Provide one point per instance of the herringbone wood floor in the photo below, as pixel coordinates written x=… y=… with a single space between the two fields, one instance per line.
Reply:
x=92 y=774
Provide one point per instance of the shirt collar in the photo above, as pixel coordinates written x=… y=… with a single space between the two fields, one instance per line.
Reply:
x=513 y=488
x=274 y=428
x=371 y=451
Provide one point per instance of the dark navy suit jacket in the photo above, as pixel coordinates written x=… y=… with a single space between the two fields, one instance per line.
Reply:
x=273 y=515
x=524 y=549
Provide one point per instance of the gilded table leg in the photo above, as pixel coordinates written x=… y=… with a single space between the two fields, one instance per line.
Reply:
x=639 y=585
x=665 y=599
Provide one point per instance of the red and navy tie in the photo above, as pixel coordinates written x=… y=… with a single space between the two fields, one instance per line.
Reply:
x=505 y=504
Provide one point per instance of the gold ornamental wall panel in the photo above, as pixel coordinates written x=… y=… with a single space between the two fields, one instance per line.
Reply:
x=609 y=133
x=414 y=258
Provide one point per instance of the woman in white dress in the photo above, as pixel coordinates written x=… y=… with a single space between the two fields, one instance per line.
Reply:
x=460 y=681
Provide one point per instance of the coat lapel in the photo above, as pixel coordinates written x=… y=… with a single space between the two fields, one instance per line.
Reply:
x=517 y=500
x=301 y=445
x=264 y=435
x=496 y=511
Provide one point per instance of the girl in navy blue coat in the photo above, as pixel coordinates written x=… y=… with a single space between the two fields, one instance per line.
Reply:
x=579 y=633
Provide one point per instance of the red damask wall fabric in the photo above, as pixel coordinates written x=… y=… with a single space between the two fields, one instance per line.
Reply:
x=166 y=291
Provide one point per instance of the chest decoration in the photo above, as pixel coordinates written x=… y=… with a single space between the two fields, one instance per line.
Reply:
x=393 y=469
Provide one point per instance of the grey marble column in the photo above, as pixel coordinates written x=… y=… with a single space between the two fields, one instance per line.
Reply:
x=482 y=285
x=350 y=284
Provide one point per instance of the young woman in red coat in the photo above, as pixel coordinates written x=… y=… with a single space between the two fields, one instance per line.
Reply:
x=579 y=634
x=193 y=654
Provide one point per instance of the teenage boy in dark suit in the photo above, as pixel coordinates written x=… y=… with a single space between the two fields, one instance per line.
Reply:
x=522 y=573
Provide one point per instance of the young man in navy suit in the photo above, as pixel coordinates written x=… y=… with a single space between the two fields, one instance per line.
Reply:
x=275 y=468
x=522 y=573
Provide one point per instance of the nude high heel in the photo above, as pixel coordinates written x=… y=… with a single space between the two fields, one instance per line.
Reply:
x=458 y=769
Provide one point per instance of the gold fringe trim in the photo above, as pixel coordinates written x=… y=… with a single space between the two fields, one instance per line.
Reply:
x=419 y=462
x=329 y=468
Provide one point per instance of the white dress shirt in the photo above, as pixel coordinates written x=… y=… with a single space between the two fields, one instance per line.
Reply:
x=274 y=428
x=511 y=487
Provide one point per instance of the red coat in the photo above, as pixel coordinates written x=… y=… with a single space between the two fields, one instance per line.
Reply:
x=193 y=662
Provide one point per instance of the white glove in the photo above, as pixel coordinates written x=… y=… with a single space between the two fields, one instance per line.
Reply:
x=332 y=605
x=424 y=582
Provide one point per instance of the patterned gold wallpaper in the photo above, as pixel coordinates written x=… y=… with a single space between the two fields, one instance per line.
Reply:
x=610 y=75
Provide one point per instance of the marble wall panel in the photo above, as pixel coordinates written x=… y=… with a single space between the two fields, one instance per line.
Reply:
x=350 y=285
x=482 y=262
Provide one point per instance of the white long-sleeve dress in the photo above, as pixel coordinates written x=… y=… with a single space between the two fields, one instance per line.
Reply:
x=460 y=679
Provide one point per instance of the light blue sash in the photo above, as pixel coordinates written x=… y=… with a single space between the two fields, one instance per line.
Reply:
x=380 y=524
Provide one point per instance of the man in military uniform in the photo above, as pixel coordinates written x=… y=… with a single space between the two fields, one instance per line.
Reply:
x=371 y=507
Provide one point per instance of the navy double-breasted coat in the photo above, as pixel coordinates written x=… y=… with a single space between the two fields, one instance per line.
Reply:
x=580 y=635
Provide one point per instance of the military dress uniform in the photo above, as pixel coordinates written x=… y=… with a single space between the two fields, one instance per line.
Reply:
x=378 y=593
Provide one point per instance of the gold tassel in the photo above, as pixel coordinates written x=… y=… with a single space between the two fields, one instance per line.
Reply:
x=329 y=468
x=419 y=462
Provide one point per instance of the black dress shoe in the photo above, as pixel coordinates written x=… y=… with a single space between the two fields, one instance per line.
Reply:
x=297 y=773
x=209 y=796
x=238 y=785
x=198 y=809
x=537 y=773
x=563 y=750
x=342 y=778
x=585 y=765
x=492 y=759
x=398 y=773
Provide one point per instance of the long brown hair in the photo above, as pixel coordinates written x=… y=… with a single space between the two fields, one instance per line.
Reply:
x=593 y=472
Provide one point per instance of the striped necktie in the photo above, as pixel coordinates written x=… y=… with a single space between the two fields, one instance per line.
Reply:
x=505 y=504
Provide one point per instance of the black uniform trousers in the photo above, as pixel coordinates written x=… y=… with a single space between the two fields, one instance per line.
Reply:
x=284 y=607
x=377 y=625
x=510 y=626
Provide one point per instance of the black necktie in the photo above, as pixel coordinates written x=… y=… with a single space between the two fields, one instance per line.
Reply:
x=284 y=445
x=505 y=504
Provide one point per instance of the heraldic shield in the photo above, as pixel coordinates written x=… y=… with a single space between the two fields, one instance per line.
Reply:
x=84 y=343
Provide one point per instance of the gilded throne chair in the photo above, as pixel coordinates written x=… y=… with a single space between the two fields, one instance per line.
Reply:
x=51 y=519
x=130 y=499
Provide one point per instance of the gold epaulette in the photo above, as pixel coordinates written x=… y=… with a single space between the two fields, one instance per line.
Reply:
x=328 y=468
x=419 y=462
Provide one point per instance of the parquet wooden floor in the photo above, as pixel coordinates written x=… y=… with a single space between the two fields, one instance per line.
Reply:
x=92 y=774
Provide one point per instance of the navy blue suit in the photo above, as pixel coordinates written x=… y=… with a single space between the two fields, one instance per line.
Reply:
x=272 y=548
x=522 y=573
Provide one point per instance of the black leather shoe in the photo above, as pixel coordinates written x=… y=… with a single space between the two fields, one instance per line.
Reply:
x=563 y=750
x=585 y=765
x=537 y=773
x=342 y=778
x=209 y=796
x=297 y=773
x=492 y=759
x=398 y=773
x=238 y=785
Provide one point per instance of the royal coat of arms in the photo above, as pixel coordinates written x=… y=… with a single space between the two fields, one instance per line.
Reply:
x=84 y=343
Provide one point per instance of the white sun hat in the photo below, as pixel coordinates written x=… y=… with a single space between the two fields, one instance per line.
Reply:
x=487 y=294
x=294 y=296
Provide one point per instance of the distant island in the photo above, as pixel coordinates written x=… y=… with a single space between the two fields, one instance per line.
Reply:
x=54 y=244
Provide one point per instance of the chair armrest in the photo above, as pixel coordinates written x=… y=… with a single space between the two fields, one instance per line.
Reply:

▶ [Given exercise]: Please copy out every item above word for word, line for line.

▶ [Task solution]:
Provide one point per instance of the herringbone wood floor in the photo below, as pixel coordinates written x=… y=… with a single space between the two fields, one instance per line.
Reply:
x=92 y=774
Provide one point per instance of the shirt collar in the photo above, as pixel coordinates written x=… y=… with a single space between the two fields, one instance per line.
Reply:
x=513 y=488
x=274 y=428
x=371 y=451
Provide one point per instance of the dark navy suit jacket in the photo above, as pixel coordinates written x=… y=… with a single space between the two fields, one instance per line.
Reply:
x=273 y=515
x=524 y=549
Provide one point per instance of the gilded table leg in the photo above, as pixel coordinates written x=… y=… with a single space between the two fields, one instance per line.
Reply:
x=639 y=585
x=665 y=599
Provide one point per instance of the red and navy tie in the photo above, as pixel coordinates written x=… y=… with a single space between the two fields, one instance per line.
Reply:
x=505 y=504
Provide one point per instance of the gold ornamental wall panel in the photo above, as pixel coordinates written x=… y=… with a single space between the two fields, one instance per line.
Reply:
x=609 y=133
x=414 y=258
Provide one point per instance of the woman in white dress in the photo above, as pixel coordinates written x=… y=… with a single space between the two fields, one instance per line.
Reply:
x=460 y=681
Provide one point per instance of the coat lapel in the photo above, as pixel coordinates written x=… y=… with a single space between the two fields, one instance per line.
Reply:
x=517 y=500
x=301 y=445
x=264 y=435
x=496 y=511
Provide one point per instance of the girl in navy blue coat in the photo above, as pixel coordinates written x=… y=… with a single space between the two fields, one instance per line.
Reply:
x=579 y=633
Provide one point per instance of the red damask wall fabric in the photo above, as pixel coordinates written x=… y=… with a single space between the two fields, one instance per line.
Reply:
x=166 y=291
Provide one point per instance of the chest decoration in the photo above, as pixel coordinates written x=… y=… with a single space between the two fields, one instance per line.
Reply:
x=393 y=469
Provide one point per instance of the grey marble column in the photo above, as pixel coordinates written x=… y=… with a single space between the two fields, one instance per line.
Reply:
x=482 y=285
x=350 y=284
Provide one point per instance of the young woman in red coat in the photo above, as pixel coordinates written x=… y=… with a single space between the two fields, one instance per line.
Reply:
x=579 y=634
x=193 y=654
Provide one point per instance of the teenage boy in dark suit in the photo above, as pixel coordinates written x=… y=… with a single space between the two fields, one instance per line.
Reply:
x=522 y=573
Provide one point per instance of the young man in navy suit in the photo above, as pixel coordinates written x=… y=… with a single space between the two fields, one instance per line.
Reply:
x=275 y=468
x=522 y=573
Provide one point per instance of the nude high heel in the photo above, as pixel coordinates written x=… y=… with a single space between the two fields, one instance per line.
Reply:
x=458 y=769
Provide one point per instance of the gold fringe trim in the photo above, as pixel coordinates written x=… y=… with a single space between the two fields, one instance per line.
Reply:
x=419 y=462
x=329 y=468
Provide one point per instance of the white dress shirt in the photo above, as pixel coordinates written x=… y=… with a single space between the two fields, one instance per line.
Reply:
x=274 y=428
x=511 y=487
Provide one point per instance of the red coat in the photo above, as pixel coordinates written x=… y=… with a single space between the two fields, one instance per line.
Reply:
x=193 y=662
Provide one point per instance of the white glove in the photo above, as pixel coordinates written x=… y=… with a single space between the two fields, one instance per line.
Reply:
x=332 y=605
x=424 y=582
Provide one point per instance of the patterned gold wallpaper in the photo above, as pixel coordinates written x=… y=… with a single space between the two fields, one instance per line.
Reply:
x=610 y=75
Provide one point per instance of the marble wall panel in the photo above, as pixel coordinates written x=… y=… with a single space between the two fields, one instance per line.
Reply:
x=350 y=285
x=482 y=262
Provide one point per instance of the white long-sleeve dress in the photo above, as pixel coordinates written x=… y=… with a single space between the two fields, one instance per line.
Reply:
x=460 y=679
Provide one point per instance of the light blue sash in the photo above, as pixel coordinates written x=… y=… with a single space between the two fields, one instance per line.
Reply:
x=380 y=524
Provide one point per instance of the man in military uniform in the photo above, as pixel coordinates written x=… y=… with a single space between the two fields, one instance per line.
Reply:
x=371 y=507
Provide one point per instance of the navy double-breasted coat in the photo above, as pixel coordinates written x=… y=… with a single space between the two fields, one instance per line.
Reply:
x=580 y=635
Provide one point per instance of the military dress uniform in the photo above, as pixel coordinates written x=… y=… with a single space between the two fields, one instance per line.
Reply:
x=378 y=593
Provide one point per instance of the gold tassel in the photo above, as pixel coordinates written x=… y=… with a single space between the two fields, one instance per line.
Reply:
x=329 y=468
x=419 y=462
Provide one point per instance of the black dress shoe in the photo above, as pixel coordinates written x=… y=… with a single space between the two fields, one instance per line.
Reply:
x=297 y=773
x=209 y=796
x=238 y=785
x=198 y=809
x=537 y=773
x=563 y=750
x=342 y=778
x=585 y=765
x=492 y=759
x=398 y=773
Provide one point per instance of the long brown hair in the photo above, as pixel coordinates written x=… y=… with a single space between the two fields, one instance per line.
Reply:
x=593 y=472
Provide one point per instance of the striped necktie in the photo above, as pixel coordinates written x=… y=… with a single space between the two fields, one instance per line.
Reply:
x=505 y=504
Provide one point per instance of the black uniform trousers in the photo above, as pixel coordinates written x=… y=… with a single space between the two fields, one instance per line.
Reply:
x=284 y=607
x=377 y=625
x=510 y=626
Provide one point per instance of the black necktie in the photo above, as pixel coordinates written x=… y=… with a single space between the two fields, one instance per line.
Reply:
x=284 y=445
x=505 y=504
Provide one point per instance of the heraldic shield in the photo above, as pixel coordinates written x=… y=… with a single space between the two fields, one instance per line.
Reply:
x=84 y=343
Provide one point per instance of the gilded throne chair in the photo above, as pixel coordinates written x=… y=… with a single space between the two fields, one instance per line.
Reply:
x=51 y=519
x=130 y=499
Provide one point per instance of the gold epaulette in the photo above, as pixel coordinates written x=… y=… with a single space between the two fields, one instance per line.
Reply:
x=328 y=468
x=419 y=462
Provide one point per instance of the parquet wooden floor in the photo above, as pixel coordinates written x=… y=… with a single space between the two fields, one instance per line.
Reply:
x=92 y=774
Provide one point per instance of the navy blue suit in the photo above, as pixel coordinates written x=… y=… with a single space between the two fields, one instance per line.
Reply:
x=272 y=548
x=522 y=573
Provide one point per instance of the black leather shoe in the photo above, as pixel coordinates written x=… y=… with a single space between the two fields, one instance per line.
Reply:
x=563 y=750
x=585 y=765
x=537 y=773
x=342 y=778
x=209 y=796
x=297 y=773
x=492 y=759
x=398 y=773
x=238 y=785
Provide one point per instance of the royal coat of arms in the photo above, as pixel coordinates written x=… y=… with a single space between the two fields, one instance per line.
Reply:
x=84 y=343
Provide one point per instance of the white sun hat in the photo below, as pixel coordinates written x=… y=… with a single space between the two fields, one instance per line.
Reply:
x=487 y=294
x=294 y=296
Provide one point per instance of the distant island in the photo above, as pixel coordinates written x=… y=… with a single space between the two fields, one instance per line.
Reply:
x=54 y=244
Provide one point per instance of the chair armrest in the photo above, as pixel coordinates written x=… y=… with a single space between the two fields, one instance per line.
Reply:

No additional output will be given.